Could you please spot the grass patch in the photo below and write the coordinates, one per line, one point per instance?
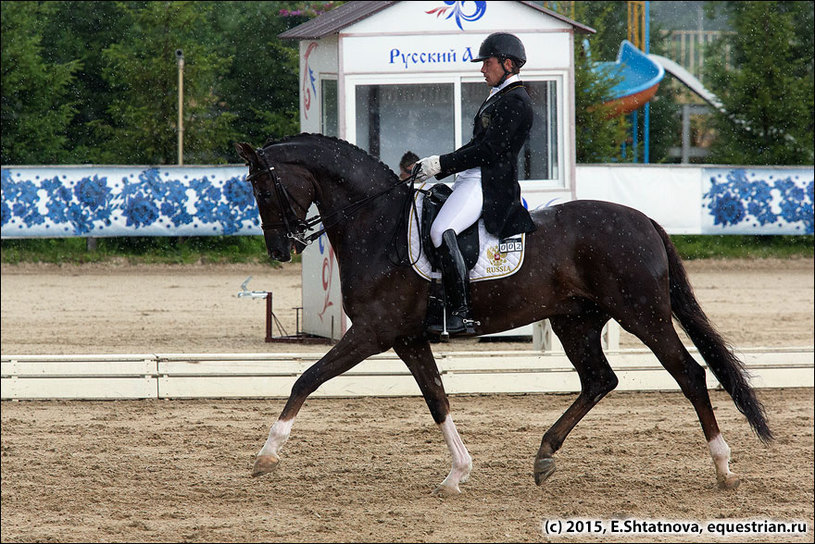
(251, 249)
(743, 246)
--
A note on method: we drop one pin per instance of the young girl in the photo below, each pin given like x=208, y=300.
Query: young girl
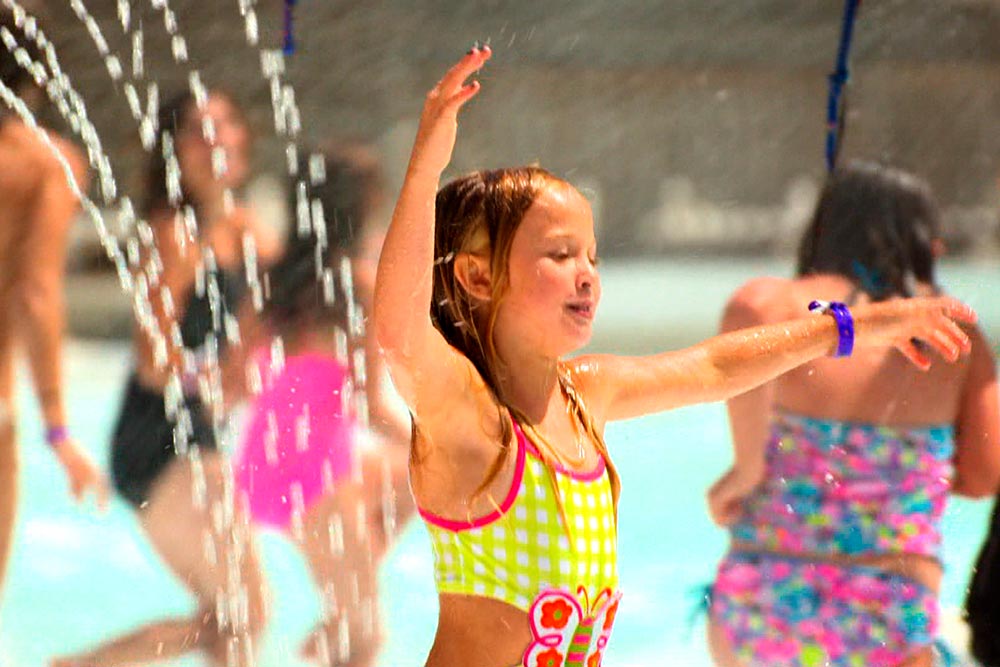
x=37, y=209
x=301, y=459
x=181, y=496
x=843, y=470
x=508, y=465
---
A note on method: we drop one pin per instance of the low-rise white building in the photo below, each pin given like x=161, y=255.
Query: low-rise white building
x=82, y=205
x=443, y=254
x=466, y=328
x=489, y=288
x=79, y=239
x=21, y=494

- **Your objective**:
Report every line in the data above in which the word "like" appears.

- **Answer to the problem**:
A note on method: we drop one pin per instance of the young girl in the photo below, each pin given like x=208, y=300.
A note on method: we drop one pin per instance of the low-rise white building in the photo below, each pin given like x=161, y=255.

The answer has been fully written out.